> [Work required] Transcribe every line, keeping it exact.

--------------------------------------------------

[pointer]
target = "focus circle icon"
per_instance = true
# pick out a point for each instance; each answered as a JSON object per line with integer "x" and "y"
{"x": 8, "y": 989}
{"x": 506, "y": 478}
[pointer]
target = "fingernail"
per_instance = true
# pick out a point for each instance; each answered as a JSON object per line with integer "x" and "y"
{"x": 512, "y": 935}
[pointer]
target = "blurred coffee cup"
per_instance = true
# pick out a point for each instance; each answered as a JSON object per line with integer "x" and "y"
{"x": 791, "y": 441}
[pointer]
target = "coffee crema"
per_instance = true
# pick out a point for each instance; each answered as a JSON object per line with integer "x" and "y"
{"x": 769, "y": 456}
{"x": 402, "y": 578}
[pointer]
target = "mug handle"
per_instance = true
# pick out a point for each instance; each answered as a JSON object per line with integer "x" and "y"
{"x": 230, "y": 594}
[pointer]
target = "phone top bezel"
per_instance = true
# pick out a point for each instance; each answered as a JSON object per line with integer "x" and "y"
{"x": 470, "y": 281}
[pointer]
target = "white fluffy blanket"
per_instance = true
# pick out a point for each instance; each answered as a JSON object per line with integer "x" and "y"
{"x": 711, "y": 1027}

--------------------------------------------------

> [Correct result]
[pointer]
target = "focus circle icon"
per_instance = true
# pick out a point for each instance; each answered as a JSON object per line with integer "x" and "y"
{"x": 8, "y": 989}
{"x": 506, "y": 478}
[pointer]
target = "fingernail"
per_instance = true
# pick out a point for each instance; each answered as a JSON object per line with integer "x" and "y"
{"x": 512, "y": 935}
[pointer]
target = "blurred coffee cup"
per_instance = true
# pick out a point for each instance; each answered as a JSON object per line with integer "x" and "y"
{"x": 791, "y": 441}
[pointer]
target = "coffee crema"
per_instance = true
# pick out a point for each instance; each answered as a JSON object per line with integer "x" and "y"
{"x": 769, "y": 456}
{"x": 402, "y": 578}
[pointer]
target = "mug handle"
per_instance = true
# pick out a point for each instance; each answered as a JSON object per line with integer "x" and "y"
{"x": 230, "y": 594}
[pointer]
target = "phone top bezel"
per_instance = true
# pick out a point for each instance; each answered as a JSON object per line with integer "x" and "y"
{"x": 470, "y": 281}
[pointer]
target = "white fluffy blanket"
per_instance = true
# pick out a point for each instance; each answered as a JSON object per line with integer "x" and "y"
{"x": 711, "y": 1027}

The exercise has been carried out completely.